- Set of tasks -
1. In the Pebble Time Steel review, how much does the watch cost with a leather band?
2. Decide whether each statement agrees with the Pebble Time Steel review: (a) Pebble was launched by a Kickstarter campaign in 2012. (b) The Pebble Time Steel has a black-and-white display. (c) The steel version offers 100 meters of water resistance.
3. Write the next part of the Pebble Time Steel review, picking up after its final sentence.

The smartwatch market is more saturated then ever, but can they stand up outside the world of skinny jeans and plaid shirts?
Let’s take a look at the new Pebble Time Steel… in the backcountry.
I chose the Pebble Time Steel for this review because Pebble was really the first to market with a truly outdoor usable smartwatch, launched by a record-breaking Kickstarter campaign in 2012. I was an early adopter then, seeing the potential for an e-paper/lcd based smartwatch. Since then, the market has been filled with all sorts of smartwatches, fitness trackers, and other forms of wrist candy. Most of them lack the waterproofing, usefulness, durability, and sunlight readability required to survive in the backcountry. The Pebble Time Steel is latest offering by Pebble, so it’s time to get it into the field and see how it does.
This is the steel version of the new Pebble Time. This version has more durability, more battery, 50 meters of water resistance, and leather or steel watch bands. Unlike the previous Pebble, it has a color e-paper/e-ink display. This latest Pebble goes for $250 with a leather band, only $50 more than the plastic version.

Data listing
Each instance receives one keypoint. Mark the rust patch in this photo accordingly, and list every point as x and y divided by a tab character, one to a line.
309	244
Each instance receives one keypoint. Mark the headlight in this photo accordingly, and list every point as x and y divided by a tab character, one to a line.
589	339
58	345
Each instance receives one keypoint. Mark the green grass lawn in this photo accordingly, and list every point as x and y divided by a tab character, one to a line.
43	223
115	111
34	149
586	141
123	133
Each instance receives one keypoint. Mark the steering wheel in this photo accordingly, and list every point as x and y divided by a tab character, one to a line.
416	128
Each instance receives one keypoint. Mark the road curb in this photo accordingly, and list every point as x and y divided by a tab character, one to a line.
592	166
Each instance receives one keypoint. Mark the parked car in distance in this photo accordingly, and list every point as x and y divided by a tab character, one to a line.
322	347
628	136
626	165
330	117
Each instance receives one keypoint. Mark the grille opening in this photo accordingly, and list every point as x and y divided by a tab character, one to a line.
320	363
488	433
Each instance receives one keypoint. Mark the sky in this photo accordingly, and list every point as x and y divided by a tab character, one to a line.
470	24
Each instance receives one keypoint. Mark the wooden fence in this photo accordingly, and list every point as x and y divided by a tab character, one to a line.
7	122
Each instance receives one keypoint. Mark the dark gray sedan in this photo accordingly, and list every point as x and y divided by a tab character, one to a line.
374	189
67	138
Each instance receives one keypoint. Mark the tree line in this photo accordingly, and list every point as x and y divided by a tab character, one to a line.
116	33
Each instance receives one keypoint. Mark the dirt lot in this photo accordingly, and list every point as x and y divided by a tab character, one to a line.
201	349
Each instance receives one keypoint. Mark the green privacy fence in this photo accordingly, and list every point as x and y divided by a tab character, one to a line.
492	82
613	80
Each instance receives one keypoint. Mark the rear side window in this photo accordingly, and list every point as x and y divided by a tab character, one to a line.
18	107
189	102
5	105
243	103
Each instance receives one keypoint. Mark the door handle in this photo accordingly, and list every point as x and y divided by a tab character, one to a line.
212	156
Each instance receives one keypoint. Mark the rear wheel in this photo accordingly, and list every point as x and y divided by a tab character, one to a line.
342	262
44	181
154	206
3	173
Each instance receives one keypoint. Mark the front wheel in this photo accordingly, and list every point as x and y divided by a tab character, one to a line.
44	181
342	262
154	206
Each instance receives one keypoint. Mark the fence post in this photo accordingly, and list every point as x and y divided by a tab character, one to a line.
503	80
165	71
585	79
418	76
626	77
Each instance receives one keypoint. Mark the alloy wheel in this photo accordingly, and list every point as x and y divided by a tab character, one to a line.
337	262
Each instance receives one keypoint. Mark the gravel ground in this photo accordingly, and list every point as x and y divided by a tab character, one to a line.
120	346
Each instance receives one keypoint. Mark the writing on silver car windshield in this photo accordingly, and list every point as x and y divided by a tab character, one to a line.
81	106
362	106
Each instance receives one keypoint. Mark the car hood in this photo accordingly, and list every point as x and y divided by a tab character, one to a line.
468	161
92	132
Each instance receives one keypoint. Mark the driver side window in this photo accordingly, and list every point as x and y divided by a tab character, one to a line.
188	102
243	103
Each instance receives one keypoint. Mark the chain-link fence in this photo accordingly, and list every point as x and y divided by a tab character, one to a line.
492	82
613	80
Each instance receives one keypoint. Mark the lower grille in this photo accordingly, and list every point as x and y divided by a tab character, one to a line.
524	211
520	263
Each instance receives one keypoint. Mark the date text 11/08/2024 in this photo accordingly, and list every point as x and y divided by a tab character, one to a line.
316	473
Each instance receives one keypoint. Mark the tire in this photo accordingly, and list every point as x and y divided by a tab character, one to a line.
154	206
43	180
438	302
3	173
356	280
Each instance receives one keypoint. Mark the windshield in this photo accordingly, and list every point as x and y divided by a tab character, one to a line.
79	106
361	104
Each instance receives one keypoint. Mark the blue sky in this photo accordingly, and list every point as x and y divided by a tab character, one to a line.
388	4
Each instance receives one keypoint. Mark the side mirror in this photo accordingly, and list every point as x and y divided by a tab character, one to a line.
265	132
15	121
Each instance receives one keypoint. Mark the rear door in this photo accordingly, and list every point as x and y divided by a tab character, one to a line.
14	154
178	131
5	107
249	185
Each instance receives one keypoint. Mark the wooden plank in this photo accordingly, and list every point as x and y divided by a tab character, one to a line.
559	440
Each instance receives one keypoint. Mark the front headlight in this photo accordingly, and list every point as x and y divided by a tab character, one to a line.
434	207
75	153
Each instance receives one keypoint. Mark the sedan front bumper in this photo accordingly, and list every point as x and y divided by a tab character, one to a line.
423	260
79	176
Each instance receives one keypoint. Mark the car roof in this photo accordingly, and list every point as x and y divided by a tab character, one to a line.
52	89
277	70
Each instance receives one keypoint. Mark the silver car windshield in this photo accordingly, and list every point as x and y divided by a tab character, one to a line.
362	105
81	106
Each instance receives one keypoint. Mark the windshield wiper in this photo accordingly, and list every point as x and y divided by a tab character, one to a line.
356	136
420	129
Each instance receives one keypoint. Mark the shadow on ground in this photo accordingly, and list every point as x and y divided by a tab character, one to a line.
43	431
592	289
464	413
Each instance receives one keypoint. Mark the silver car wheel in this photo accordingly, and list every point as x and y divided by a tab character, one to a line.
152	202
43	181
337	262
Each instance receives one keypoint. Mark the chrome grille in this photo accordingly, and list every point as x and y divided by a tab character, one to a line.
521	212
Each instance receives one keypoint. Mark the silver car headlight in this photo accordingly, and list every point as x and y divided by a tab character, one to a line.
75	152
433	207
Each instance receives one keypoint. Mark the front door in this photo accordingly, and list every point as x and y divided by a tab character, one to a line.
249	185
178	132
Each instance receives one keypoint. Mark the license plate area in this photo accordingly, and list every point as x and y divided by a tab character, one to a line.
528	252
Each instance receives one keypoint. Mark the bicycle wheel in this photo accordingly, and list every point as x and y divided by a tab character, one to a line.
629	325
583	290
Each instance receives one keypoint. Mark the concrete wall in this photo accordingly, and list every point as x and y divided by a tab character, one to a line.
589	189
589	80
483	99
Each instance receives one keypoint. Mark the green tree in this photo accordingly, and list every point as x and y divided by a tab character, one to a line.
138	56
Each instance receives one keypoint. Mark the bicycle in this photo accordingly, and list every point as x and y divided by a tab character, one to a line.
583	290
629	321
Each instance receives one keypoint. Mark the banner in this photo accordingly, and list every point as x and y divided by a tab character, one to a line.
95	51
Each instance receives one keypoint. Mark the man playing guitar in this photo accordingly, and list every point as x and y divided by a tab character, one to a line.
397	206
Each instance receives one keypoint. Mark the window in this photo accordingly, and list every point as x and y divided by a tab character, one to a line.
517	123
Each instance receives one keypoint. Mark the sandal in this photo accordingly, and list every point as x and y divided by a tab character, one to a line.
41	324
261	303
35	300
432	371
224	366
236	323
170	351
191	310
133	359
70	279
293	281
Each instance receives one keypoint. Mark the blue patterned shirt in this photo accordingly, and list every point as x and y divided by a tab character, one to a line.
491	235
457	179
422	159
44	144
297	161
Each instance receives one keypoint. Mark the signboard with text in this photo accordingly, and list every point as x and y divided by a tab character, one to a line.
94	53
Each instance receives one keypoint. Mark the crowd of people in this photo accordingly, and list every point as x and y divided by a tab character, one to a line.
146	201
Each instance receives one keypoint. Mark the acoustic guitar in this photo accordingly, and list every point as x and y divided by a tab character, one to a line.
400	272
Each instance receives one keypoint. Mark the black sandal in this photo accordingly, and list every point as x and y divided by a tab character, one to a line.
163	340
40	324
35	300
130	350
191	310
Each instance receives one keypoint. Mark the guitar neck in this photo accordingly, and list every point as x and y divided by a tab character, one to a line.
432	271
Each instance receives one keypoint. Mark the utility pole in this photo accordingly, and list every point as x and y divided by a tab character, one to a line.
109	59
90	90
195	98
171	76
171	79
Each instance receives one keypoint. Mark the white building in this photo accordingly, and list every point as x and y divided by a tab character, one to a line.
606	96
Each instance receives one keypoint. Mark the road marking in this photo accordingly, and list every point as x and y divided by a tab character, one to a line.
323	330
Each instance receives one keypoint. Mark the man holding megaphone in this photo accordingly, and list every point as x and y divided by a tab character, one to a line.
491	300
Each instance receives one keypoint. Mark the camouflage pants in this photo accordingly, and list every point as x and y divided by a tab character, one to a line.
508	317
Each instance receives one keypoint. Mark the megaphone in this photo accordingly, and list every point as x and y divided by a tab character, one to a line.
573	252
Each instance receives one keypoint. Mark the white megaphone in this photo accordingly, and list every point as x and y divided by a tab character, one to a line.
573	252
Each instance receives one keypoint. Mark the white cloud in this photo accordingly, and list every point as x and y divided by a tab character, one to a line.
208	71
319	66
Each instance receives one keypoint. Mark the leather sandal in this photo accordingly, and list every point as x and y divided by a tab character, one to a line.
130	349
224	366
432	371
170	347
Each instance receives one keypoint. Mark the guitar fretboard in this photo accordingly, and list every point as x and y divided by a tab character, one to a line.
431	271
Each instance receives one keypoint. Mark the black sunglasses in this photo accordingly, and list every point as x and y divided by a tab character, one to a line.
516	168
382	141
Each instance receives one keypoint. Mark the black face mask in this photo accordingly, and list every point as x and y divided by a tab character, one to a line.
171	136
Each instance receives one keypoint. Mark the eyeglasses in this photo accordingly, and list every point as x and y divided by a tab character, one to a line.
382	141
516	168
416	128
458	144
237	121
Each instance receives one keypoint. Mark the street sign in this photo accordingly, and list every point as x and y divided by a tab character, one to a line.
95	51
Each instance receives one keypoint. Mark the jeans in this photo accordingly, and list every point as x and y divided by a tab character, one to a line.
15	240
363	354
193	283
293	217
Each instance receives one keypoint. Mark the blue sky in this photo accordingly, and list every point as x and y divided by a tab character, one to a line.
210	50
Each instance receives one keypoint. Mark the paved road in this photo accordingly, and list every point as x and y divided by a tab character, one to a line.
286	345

- The answers -
1. $250, which is only $50 more than the plastic version.

2.
(a) Yes: "launched by a record-breaking Kickstarter campaign in 2012"
(b) No: "Unlike the previous Pebble, it has a color e-paper/e-ink display."
(c) No: "50 meters of water resistance"

3.
Here’s the specs from the manufacturer:
- 10 day battery life
- CNC-finished 316L stainless steel casing
- 59g with included leather strap
- Color e-paper display and microphone for responding to notifications
- Compatible with all 6,500+ existing Pebble apps and watchfaces
- Fits any standard 22mm watch band
- Android 4+ and iOS 8+
This review will be a lot like the previous gear reviews, and cover these sections: Fit, Build, Comfort, Performance, Hiking, and Value. This is being done over a two week period, with a mix of multi-day hiking trips, cycling, and around town. I took this watch down to Black Canyon to camp in extremely hot weather, and up to the summit of Humphrey’s Peak to see how it handled the 12,633′ elevation. It went cycling across the mountains and valleys in Sedona and Flagstaff, trekked with me in the monsoon rains, and got used in every situation I could find in these two weeks. I wasn’t able to take it for any dives, unfortunately. Perhaps in a follow up.
On to the Review!
- First: Fit
This shouldn’t be an issue with a watch – but smartwatches can be unnaturally large
The Pebble Time Steel is a large watch, but the slightly curved back, rounded edges, and fairly low profile keep it snug and comfortable on my wrist. I wore it on the 3rd hole, my wife on the 5th hole, and it was comfortable the whole test through. There were no sharp edges to snag or screw-on backs to catch on my arm. In comparison to the Galaxy Gear, Microsoft Band and the Apple Watch, this was by far the most comfortable. Both the Galaxy Gear and the Apple Watch were obnoxiously sized and shaped, and the Band is exceptionally stiff and feels like losing a bet. The Pebble Time Steel feels like… well, a watch.
- Second: Build
Durability, weight, design, layout, and comfort are all vital features in equipment such as this
To be honest, this has been done to death by every skinny jean wearing tech journalist on the internet. I’m going to cover this from the perspective of an outdoorsman, so you’ll have to look elsewhere if you want things like “premium feel” or whatever.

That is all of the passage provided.